# Problem details
The entries that follow contain images, which should be left out; output everything else exactly.

- - -

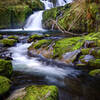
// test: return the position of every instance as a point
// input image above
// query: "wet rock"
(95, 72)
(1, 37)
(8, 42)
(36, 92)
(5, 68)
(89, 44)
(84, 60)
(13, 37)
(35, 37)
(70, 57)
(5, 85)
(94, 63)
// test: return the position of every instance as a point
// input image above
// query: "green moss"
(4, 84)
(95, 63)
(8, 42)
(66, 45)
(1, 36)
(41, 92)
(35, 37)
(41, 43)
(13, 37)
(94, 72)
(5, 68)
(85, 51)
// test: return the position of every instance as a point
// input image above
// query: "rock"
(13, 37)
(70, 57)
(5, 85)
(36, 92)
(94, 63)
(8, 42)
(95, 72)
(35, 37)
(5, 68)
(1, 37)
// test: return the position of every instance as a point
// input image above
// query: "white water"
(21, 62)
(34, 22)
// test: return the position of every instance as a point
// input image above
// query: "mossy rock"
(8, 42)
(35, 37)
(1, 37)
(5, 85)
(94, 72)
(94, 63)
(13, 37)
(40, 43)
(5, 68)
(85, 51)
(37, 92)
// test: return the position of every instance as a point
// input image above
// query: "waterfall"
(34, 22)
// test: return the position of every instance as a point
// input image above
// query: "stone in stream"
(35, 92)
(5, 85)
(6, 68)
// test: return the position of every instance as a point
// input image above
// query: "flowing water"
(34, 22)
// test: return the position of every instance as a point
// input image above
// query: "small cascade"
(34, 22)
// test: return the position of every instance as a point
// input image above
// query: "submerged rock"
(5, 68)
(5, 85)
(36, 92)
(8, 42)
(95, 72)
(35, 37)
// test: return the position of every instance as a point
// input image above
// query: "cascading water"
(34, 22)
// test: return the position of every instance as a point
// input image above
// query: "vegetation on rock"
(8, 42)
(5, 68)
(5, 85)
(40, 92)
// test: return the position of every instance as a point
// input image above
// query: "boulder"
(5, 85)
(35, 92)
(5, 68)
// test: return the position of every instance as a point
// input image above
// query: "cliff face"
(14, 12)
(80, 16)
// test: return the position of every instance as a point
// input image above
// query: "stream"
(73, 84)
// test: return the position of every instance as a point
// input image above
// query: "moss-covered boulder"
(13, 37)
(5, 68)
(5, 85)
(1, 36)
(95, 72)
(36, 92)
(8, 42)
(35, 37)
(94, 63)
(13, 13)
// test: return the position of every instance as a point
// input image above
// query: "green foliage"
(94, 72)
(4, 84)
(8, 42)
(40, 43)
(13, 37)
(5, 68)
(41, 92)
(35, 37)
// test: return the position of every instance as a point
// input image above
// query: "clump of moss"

- - -

# Response below
// test: return the position of every instance as a point
// input image above
// query: "wet rock"
(95, 72)
(1, 37)
(8, 42)
(36, 92)
(5, 68)
(89, 44)
(84, 60)
(13, 37)
(35, 37)
(70, 57)
(5, 85)
(94, 63)
// test: return the position of every instance as a point
// input image above
// query: "green moss"
(4, 84)
(95, 63)
(8, 42)
(66, 45)
(1, 36)
(41, 92)
(35, 37)
(41, 43)
(13, 37)
(94, 72)
(5, 68)
(85, 51)
// test: return the position of every instance as a point
// input image above
// query: "rock"
(13, 37)
(70, 57)
(5, 85)
(36, 92)
(94, 63)
(8, 42)
(95, 72)
(35, 37)
(5, 68)
(1, 37)
// test: return the position of every instance as a point
// input image above
// query: "white water"
(21, 62)
(34, 22)
// test: return the position of every instance as a point
// input image above
// query: "mossy rock"
(8, 42)
(35, 37)
(1, 37)
(5, 85)
(94, 72)
(94, 63)
(13, 37)
(40, 43)
(5, 68)
(85, 51)
(37, 92)
// test: return the position of every instance as a point
// input image above
// query: "waterfall"
(34, 22)
// test: return the position of every instance as a point
// input image above
// query: "stone in stream"
(35, 92)
(5, 85)
(6, 68)
// test: return the position of every instance as a point
// input image above
// query: "flowing water"
(34, 22)
// test: return the position of every instance as a point
// input image above
// query: "small cascade"
(34, 22)
// test: return the position of every instance as a point
// input image above
// query: "submerged rock"
(5, 68)
(5, 85)
(36, 92)
(8, 42)
(95, 72)
(35, 37)
// test: return the position of every instance as a point
// input image above
// query: "cascading water"
(34, 22)
// test: return the position of every instance as a point
// input image above
// query: "vegetation on rock"
(8, 42)
(5, 68)
(5, 85)
(40, 92)
// test: return the position of every instance as a point
// input image above
// query: "boulder"
(5, 85)
(35, 92)
(5, 68)
// test: return the position of every instance as a point
// input image above
// query: "cliff face"
(14, 12)
(80, 16)
// test: return the position of every instance as a point
// input image above
// query: "stream"
(73, 84)
// test: return the position of every instance as a point
// input image above
// query: "moss-covered boulder"
(13, 37)
(5, 68)
(5, 85)
(1, 36)
(95, 72)
(36, 92)
(8, 42)
(35, 37)
(94, 63)
(13, 13)
// test: return the position of every instance as a point
// input image above
// query: "green foliage"
(94, 72)
(4, 84)
(8, 42)
(40, 43)
(13, 37)
(5, 68)
(41, 92)
(35, 37)
// test: return the position of every instance as a point
// input image above
// query: "clump of moss"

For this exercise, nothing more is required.